Could you give the data below again, exactly and completely?
-- start of INFORMATION GIVEN --
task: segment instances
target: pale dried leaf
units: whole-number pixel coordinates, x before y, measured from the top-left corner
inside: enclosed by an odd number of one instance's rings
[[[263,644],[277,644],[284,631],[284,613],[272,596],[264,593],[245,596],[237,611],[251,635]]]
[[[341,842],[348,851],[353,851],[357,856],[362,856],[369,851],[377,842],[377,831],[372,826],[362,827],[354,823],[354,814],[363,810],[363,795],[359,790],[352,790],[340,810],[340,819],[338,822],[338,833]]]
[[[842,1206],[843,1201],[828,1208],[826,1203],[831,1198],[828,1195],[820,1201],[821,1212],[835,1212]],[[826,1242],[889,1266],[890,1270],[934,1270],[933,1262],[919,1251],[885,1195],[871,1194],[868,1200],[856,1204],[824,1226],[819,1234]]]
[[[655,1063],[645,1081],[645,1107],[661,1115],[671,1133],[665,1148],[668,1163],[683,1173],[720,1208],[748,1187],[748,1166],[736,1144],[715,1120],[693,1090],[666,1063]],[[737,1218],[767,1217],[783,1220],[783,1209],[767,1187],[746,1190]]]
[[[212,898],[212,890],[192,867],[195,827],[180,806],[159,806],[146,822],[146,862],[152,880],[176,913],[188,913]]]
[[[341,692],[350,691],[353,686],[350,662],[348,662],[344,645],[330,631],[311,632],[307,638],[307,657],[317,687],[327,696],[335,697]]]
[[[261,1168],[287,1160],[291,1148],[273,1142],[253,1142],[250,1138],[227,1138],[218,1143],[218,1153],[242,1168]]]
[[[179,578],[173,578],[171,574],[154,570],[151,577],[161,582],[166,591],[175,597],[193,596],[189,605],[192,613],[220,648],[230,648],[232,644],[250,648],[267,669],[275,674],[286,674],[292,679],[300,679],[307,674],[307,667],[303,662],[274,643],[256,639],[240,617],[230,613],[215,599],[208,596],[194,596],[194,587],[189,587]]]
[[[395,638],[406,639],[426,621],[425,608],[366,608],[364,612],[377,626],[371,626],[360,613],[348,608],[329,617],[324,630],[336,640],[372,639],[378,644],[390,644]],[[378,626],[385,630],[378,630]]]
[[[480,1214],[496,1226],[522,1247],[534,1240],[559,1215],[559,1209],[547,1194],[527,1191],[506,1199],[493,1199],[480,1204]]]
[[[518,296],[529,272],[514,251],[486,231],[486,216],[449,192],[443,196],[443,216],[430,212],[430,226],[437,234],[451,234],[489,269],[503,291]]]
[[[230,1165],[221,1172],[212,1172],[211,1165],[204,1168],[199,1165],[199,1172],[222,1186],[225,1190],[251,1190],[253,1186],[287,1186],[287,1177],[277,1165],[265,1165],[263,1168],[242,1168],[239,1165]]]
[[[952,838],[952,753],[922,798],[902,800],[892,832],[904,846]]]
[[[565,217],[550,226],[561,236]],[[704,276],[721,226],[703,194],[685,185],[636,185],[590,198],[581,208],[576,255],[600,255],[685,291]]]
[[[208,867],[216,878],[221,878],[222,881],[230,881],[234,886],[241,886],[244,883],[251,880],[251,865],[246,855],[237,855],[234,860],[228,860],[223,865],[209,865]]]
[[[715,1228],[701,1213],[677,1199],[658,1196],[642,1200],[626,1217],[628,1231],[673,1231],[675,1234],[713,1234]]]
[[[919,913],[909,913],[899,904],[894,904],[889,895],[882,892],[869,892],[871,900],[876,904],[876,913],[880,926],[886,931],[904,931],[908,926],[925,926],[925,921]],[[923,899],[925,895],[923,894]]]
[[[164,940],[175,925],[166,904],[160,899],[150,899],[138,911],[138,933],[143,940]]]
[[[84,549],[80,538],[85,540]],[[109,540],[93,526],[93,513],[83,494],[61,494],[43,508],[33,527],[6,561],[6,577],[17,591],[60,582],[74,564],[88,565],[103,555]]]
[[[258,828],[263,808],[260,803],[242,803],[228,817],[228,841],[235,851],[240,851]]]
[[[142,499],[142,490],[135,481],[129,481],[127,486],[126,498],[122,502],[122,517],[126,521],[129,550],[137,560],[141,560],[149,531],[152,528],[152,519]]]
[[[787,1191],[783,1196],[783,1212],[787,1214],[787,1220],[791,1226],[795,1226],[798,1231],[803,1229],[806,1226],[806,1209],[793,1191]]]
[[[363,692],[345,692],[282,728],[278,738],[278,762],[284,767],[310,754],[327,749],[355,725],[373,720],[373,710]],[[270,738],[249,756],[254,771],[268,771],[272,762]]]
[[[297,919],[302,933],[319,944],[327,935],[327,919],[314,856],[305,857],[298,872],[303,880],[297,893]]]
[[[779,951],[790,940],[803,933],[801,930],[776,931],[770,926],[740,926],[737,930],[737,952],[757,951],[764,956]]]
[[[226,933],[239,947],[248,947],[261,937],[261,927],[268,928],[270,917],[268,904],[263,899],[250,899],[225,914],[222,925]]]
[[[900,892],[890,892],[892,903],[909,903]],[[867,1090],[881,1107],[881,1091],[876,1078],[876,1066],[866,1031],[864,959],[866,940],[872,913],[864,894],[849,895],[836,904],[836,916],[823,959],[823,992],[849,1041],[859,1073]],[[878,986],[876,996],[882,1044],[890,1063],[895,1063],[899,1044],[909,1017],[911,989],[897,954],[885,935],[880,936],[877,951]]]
-- end of INFORMATION GIVEN --
→ **TASK SOLUTION**:
task: segment instances
target: pale dried leaf
units: whole-number pixel coordinates, x before y, measured from the top-left corner
inside: enclosed by an odd number of one instance's rings
[[[263,644],[277,644],[284,631],[284,613],[272,596],[264,593],[245,596],[237,611],[251,635]]]
[[[341,842],[348,851],[353,851],[357,856],[362,856],[369,851],[377,842],[377,831],[372,826],[362,827],[354,823],[354,814],[363,810],[363,795],[359,790],[352,790],[340,810],[340,819],[338,822],[338,833]]]
[[[842,1206],[843,1201],[828,1208],[826,1203],[831,1198],[828,1195],[820,1201],[821,1212],[835,1212]],[[826,1242],[889,1266],[890,1270],[934,1270],[933,1262],[919,1251],[885,1195],[871,1194],[868,1200],[856,1204],[824,1226],[819,1234]]]
[[[655,1063],[645,1081],[645,1107],[661,1115],[671,1133],[665,1148],[668,1163],[683,1173],[720,1208],[748,1187],[748,1166],[736,1144],[715,1120],[693,1090],[666,1063]],[[737,1218],[767,1217],[783,1220],[783,1209],[767,1187],[746,1190]]]
[[[212,898],[212,890],[192,867],[195,827],[180,806],[159,806],[146,822],[146,862],[152,880],[176,913],[188,913]]]
[[[341,692],[350,691],[353,686],[350,662],[348,662],[344,645],[330,631],[311,632],[307,638],[307,657],[317,687],[327,696],[335,697]]]
[[[261,1168],[287,1160],[291,1148],[273,1142],[253,1142],[250,1138],[227,1138],[218,1143],[218,1153],[242,1168]]]
[[[179,578],[173,578],[171,574],[154,570],[151,577],[161,582],[166,591],[175,597],[193,596],[189,605],[192,613],[220,648],[230,648],[232,644],[250,648],[267,669],[275,674],[286,674],[292,679],[300,679],[307,674],[307,667],[303,662],[274,643],[256,639],[240,617],[230,613],[215,599],[208,596],[194,596],[194,587],[189,587]]]
[[[395,638],[406,639],[426,621],[425,608],[366,608],[364,612],[377,626],[371,626],[360,613],[348,608],[329,617],[324,630],[336,640],[372,639],[378,644],[390,644]],[[378,626],[385,630],[378,630]]]
[[[480,1214],[496,1226],[522,1247],[534,1240],[559,1215],[559,1209],[547,1194],[527,1191],[506,1199],[493,1199],[480,1204]]]
[[[518,296],[529,272],[514,251],[486,231],[486,216],[449,192],[443,196],[443,216],[430,212],[430,226],[437,234],[451,234],[489,269],[503,291]]]
[[[230,1165],[221,1172],[212,1172],[211,1165],[204,1168],[199,1165],[199,1172],[222,1186],[225,1190],[251,1190],[253,1186],[287,1186],[287,1177],[277,1165],[265,1165],[263,1168],[242,1168],[239,1165]]]
[[[952,838],[952,753],[922,798],[902,800],[892,832],[904,846]]]
[[[565,217],[550,226],[561,236]],[[704,276],[721,226],[703,194],[685,185],[636,185],[590,198],[581,208],[576,255],[600,255],[685,291]]]
[[[208,867],[216,878],[221,878],[222,881],[230,881],[234,886],[241,886],[244,883],[251,880],[251,865],[246,855],[237,855],[234,860],[228,860],[223,865],[209,865]]]
[[[715,1228],[701,1213],[677,1199],[658,1196],[642,1200],[626,1217],[628,1231],[673,1231],[675,1234],[713,1234]]]
[[[919,913],[909,913],[899,904],[894,904],[889,895],[882,892],[869,892],[871,900],[876,904],[876,913],[880,926],[886,931],[904,931],[908,926],[925,926],[925,921]],[[923,899],[925,895],[923,894]]]
[[[164,940],[175,925],[166,904],[160,899],[150,899],[138,911],[138,933],[143,940]]]
[[[84,549],[80,538],[85,540]],[[109,540],[93,526],[93,513],[83,494],[61,494],[43,508],[33,527],[6,561],[6,577],[17,591],[60,582],[74,564],[88,565],[103,555]]]
[[[258,828],[263,808],[260,803],[242,803],[228,817],[228,841],[235,851],[240,851]]]
[[[142,499],[142,490],[135,481],[129,481],[127,486],[126,498],[122,502],[122,517],[126,521],[129,550],[137,560],[141,560],[149,531],[152,528],[152,519]]]
[[[787,1191],[783,1196],[783,1212],[787,1214],[787,1220],[791,1226],[795,1226],[798,1231],[803,1229],[806,1226],[806,1209],[793,1191]]]
[[[363,692],[345,692],[282,728],[278,738],[278,762],[284,767],[310,754],[327,749],[355,725],[373,720],[373,710]],[[270,738],[249,756],[254,771],[268,771],[272,762]]]
[[[297,919],[302,933],[319,944],[327,935],[327,919],[314,856],[305,857],[298,872],[303,880],[297,893]]]
[[[779,951],[790,940],[803,933],[801,930],[776,931],[770,926],[740,926],[737,930],[737,952],[757,951],[764,956]]]
[[[226,933],[239,947],[248,947],[261,937],[261,927],[268,928],[270,917],[268,904],[263,899],[250,899],[225,914],[222,925]]]
[[[900,892],[890,892],[892,903],[909,903]],[[867,1090],[881,1107],[881,1091],[876,1078],[876,1066],[866,1031],[864,959],[866,940],[872,913],[864,894],[849,895],[836,904],[836,916],[823,959],[823,992],[849,1041],[859,1073]],[[878,986],[876,996],[882,1044],[890,1063],[895,1063],[899,1044],[909,1017],[911,989],[897,954],[885,935],[880,936],[877,951]]]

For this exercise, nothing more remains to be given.